Required task: Copy out the rows below word for word, from their first line through the line with "column 569, row 160", including both of those lines.
--
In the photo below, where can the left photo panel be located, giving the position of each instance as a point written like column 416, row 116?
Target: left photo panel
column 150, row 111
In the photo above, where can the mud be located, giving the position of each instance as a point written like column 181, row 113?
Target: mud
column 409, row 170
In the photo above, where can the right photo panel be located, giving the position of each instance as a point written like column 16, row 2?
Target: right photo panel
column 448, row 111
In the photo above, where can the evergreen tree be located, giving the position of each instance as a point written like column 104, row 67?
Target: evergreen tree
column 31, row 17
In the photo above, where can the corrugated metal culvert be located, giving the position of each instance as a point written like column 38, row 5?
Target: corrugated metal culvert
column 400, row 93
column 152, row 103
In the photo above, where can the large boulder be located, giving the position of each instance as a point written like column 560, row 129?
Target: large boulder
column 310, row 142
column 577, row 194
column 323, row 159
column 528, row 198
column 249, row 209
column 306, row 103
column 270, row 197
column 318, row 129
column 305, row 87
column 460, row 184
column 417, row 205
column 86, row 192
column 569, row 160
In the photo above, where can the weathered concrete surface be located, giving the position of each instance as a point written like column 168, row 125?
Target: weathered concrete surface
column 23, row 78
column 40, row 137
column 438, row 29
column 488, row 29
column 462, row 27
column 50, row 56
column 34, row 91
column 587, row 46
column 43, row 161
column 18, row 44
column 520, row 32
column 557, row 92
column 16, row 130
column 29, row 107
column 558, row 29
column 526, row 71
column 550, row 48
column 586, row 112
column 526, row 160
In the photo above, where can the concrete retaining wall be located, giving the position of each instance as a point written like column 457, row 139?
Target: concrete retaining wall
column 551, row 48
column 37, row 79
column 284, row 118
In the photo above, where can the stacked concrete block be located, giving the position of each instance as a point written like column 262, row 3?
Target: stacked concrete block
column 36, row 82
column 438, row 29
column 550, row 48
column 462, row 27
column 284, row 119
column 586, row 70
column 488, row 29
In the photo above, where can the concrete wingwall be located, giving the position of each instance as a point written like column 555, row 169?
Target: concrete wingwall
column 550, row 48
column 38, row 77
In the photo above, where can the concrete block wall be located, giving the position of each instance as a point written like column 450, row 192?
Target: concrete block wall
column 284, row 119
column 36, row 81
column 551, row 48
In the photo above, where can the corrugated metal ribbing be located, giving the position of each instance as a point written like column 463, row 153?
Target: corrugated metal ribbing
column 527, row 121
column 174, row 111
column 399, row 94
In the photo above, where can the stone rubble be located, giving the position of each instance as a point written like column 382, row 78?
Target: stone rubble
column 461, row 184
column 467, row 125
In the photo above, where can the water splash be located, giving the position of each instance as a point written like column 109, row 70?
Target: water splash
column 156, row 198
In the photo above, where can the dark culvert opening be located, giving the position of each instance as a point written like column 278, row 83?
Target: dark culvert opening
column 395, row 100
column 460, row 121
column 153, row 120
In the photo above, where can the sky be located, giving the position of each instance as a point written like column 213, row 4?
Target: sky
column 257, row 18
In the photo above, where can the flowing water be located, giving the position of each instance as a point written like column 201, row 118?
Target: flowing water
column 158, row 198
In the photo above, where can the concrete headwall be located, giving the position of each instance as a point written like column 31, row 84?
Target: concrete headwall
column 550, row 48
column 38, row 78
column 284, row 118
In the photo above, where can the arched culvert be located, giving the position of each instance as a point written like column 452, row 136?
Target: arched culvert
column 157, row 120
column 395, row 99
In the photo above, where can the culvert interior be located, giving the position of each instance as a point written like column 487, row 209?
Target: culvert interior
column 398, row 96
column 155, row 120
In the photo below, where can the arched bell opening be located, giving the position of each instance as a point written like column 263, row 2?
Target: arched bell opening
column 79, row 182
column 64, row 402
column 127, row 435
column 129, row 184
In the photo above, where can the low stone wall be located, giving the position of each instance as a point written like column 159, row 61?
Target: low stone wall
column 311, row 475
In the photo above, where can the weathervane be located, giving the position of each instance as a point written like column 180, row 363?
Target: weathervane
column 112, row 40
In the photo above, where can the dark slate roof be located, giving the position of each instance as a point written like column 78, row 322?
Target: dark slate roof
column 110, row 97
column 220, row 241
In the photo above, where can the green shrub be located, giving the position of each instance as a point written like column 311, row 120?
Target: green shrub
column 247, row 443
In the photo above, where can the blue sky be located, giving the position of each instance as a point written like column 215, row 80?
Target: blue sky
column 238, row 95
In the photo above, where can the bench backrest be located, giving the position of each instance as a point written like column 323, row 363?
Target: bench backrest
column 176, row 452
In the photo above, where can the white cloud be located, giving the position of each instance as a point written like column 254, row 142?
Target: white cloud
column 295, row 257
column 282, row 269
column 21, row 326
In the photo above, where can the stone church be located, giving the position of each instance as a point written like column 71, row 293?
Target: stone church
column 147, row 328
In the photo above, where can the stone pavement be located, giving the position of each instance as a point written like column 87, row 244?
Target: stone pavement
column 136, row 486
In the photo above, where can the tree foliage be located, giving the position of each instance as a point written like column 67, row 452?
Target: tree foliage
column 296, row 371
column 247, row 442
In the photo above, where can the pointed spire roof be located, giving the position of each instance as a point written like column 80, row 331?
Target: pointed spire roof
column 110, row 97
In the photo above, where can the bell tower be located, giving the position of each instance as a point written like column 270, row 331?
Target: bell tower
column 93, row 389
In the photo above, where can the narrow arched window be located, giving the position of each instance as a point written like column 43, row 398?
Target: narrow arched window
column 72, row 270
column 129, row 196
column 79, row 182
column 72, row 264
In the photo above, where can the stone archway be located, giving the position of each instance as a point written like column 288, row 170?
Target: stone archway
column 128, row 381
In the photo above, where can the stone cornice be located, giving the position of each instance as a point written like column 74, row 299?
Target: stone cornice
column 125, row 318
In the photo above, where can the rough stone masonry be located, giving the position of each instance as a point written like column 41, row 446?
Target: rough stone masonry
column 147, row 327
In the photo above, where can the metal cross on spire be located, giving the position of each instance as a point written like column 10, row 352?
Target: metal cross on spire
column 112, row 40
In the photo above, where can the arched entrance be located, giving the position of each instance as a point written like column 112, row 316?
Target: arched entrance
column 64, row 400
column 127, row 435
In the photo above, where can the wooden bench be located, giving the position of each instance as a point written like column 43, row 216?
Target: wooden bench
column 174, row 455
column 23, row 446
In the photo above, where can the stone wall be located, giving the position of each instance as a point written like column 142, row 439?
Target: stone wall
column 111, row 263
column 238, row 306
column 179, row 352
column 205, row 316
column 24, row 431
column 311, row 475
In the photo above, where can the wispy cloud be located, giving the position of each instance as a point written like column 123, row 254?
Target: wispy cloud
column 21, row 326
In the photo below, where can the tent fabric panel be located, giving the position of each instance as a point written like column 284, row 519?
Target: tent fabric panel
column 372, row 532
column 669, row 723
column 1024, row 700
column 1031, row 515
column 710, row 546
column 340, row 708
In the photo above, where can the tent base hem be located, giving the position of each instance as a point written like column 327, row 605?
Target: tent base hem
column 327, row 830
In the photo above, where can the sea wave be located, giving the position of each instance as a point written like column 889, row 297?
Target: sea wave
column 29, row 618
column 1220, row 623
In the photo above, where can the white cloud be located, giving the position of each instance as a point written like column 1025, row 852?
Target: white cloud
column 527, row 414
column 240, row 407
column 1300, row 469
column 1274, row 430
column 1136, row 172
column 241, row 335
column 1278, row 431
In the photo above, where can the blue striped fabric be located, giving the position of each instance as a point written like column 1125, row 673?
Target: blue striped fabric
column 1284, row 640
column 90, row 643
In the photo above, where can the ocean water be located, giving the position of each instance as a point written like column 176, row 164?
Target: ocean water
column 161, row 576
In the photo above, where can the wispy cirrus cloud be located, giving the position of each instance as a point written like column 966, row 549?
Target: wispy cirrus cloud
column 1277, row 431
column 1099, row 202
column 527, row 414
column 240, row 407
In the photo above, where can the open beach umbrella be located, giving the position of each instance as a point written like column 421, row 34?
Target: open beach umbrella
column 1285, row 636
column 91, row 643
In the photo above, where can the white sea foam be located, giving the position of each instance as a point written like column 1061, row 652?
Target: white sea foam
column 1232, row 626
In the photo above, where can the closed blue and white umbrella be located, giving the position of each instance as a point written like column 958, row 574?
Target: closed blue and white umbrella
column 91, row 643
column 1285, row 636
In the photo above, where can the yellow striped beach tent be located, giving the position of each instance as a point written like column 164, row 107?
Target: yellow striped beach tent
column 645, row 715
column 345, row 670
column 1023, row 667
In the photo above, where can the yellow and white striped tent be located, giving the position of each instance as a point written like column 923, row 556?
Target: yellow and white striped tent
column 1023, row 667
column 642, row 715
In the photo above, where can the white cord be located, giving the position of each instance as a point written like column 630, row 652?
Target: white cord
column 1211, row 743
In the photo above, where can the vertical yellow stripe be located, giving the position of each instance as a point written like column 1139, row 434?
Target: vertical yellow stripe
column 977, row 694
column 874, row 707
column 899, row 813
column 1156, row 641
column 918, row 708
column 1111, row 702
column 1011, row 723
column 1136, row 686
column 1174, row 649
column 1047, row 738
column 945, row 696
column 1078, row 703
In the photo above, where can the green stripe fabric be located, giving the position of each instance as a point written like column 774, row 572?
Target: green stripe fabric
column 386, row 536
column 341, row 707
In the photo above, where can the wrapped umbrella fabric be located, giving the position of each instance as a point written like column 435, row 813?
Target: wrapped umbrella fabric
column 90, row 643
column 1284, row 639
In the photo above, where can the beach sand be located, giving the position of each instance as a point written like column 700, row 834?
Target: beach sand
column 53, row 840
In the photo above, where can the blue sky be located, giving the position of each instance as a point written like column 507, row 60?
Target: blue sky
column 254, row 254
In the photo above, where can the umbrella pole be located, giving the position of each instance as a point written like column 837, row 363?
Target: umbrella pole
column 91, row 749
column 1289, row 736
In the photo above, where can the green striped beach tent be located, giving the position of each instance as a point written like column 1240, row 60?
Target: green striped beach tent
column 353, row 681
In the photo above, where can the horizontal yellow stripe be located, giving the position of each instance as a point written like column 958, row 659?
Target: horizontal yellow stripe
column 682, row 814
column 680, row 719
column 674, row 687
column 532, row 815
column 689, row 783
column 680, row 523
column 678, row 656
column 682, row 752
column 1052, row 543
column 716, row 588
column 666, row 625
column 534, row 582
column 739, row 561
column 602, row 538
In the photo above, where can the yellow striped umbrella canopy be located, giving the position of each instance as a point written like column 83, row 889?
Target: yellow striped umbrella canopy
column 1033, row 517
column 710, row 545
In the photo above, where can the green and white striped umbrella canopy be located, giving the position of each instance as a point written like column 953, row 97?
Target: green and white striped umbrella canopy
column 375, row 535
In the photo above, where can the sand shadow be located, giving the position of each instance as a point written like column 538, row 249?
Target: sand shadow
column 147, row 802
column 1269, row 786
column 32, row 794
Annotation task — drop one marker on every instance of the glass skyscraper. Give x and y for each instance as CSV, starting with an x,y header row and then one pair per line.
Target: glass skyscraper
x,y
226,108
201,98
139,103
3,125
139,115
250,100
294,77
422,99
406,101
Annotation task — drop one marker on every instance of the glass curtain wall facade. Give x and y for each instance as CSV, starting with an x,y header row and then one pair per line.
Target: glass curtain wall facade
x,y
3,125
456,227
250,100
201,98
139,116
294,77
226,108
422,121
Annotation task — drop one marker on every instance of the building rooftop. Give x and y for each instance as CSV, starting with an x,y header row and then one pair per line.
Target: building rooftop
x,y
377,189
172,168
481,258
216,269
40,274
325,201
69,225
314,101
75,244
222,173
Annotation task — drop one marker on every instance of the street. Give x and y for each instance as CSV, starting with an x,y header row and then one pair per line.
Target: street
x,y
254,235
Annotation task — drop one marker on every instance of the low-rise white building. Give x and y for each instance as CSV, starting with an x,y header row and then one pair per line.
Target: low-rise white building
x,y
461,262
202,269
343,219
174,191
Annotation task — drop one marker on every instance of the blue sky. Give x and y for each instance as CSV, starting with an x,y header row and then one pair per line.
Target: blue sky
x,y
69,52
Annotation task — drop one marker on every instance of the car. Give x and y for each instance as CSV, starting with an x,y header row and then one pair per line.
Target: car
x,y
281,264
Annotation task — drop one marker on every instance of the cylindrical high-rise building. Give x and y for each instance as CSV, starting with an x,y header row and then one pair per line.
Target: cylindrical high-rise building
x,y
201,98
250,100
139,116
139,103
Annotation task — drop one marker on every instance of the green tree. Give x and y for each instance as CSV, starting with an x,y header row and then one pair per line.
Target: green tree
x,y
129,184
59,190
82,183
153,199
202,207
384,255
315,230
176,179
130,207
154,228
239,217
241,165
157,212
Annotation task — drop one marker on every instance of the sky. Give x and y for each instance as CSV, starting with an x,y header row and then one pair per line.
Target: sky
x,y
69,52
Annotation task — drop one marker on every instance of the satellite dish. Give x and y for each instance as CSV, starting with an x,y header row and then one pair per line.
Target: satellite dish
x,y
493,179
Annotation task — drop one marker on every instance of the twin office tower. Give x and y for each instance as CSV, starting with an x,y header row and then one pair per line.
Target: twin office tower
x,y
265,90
--
Written reply:
In the photo below, where can the left photo panel be located, giving the position of each instance as a point written like column 416, row 116?
Target: left photo panel
column 150, row 111
In the photo above, where can the mud be located, giving the position of each instance as a point written like column 181, row 113?
Target: mud
column 409, row 170
In the photo above, where can the right photo panel be located, giving the position of each instance as a point written like column 16, row 2?
Target: right photo panel
column 448, row 111
In the photo above, where can the evergreen tree be located, giving the position of each instance as a point written like column 104, row 67?
Target: evergreen tree
column 31, row 17
In the photo above, where can the corrugated metal culvert be located, giving the position of each instance as a point written like column 38, row 5?
Target: corrugated metal culvert
column 400, row 93
column 152, row 103
In the photo above, where can the large boulder be located, giving the position of each instance as a point written like column 560, row 129?
Target: large boulder
column 310, row 142
column 577, row 194
column 323, row 159
column 528, row 198
column 249, row 209
column 306, row 103
column 270, row 197
column 318, row 129
column 305, row 87
column 460, row 184
column 417, row 205
column 86, row 192
column 569, row 160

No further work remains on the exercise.